• Auftrag 1:
Nenne jedes unterschiedliche Wort im Text über den Nationalsozialismus, das mit „Faschis“ oder „faschis“ beginnt, jeweils nur einmal.

Nationalsozialismus

Der Nationalsozialismus war eine gesellschaftliche Bewegung, die sich gegen den bürgerlichen Staatsapparat richtete, eine Bewegung von Massen ruinierten Mittelstandes. Diese von gesellschaftliche Herkunft bestimmte auch den politischen Horizont des zur Macht gekommenen politischen Faschismus. Er hatte sich gegen den bürgerlichen Staat gewandt, weil dieser wegen seiner Zersplitterung jene brutale Vereinheitlichung der antagonistischen Interessen nicht leisten konnte, die dem gesellschaftlichen Bedürfnis der Faschisten und des Großkapitals entsprach.

Aber der der ruinierte Mittelstand griff die Zentren der gesellschaftlichen Macht, die großen Konzerne nur bürokratisch, nicht terroristisch an, weil ihm mit jener Großindustrie das Führerprinzip und der Gegner gemeinsam waren. So konnte der bürokratische Angriff abgeschlagen werden.

Stattdessen äußerten die Faschisten ihren Herrschaftsanspruch in vorkapitalistischen Kategorien. Die faschistische ›Herrenrasse‹ wollte sich Macht durch Eroberung neuen ›Lebensraums‹ verschaffen. Ihre einstige gesellschaftliche Schwäche fand ihre Kompensation in der Ideologie des Stärkeren, der mit den Mitteln, die staatliche und ökonomische Institutionen bereitstellen mußten, seine Stärke durch permanente Vernichtung eines zum Schwächeren und Minderwertigen bestimmten Elements bewies.

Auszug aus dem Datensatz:
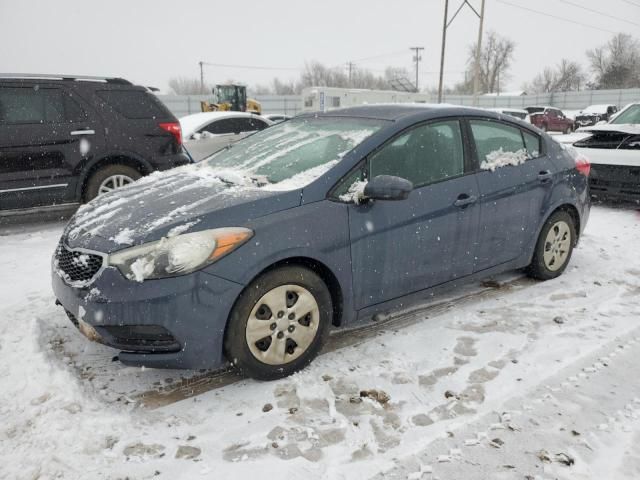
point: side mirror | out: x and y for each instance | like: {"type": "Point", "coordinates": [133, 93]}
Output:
{"type": "Point", "coordinates": [388, 187]}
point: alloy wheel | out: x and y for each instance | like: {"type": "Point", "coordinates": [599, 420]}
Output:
{"type": "Point", "coordinates": [114, 181]}
{"type": "Point", "coordinates": [282, 324]}
{"type": "Point", "coordinates": [557, 246]}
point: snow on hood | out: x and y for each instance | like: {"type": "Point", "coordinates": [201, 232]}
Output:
{"type": "Point", "coordinates": [632, 129]}
{"type": "Point", "coordinates": [170, 203]}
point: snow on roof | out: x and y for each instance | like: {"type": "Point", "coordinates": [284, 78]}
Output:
{"type": "Point", "coordinates": [629, 128]}
{"type": "Point", "coordinates": [191, 123]}
{"type": "Point", "coordinates": [596, 109]}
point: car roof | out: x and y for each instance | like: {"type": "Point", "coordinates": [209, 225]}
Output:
{"type": "Point", "coordinates": [396, 111]}
{"type": "Point", "coordinates": [195, 121]}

• Auftrag 2:
Gib alle Zeilen zurück, in denen die Zeichenfolge „roof“ vorkommt. Groß- und Kleinschreibung wird dabei unterschieden.

• Vollständige Antwort 1:
Faschismus, Faschisten, faschistische

• Vollständige Antwort 2:
point: snow on roof | out: x and y for each instance | like: {"type": "Point", "coordinates": [284, 78]}
point: car roof | out: x and y for each instance | like: {"type": "Point", "coordinates": [209, 225]}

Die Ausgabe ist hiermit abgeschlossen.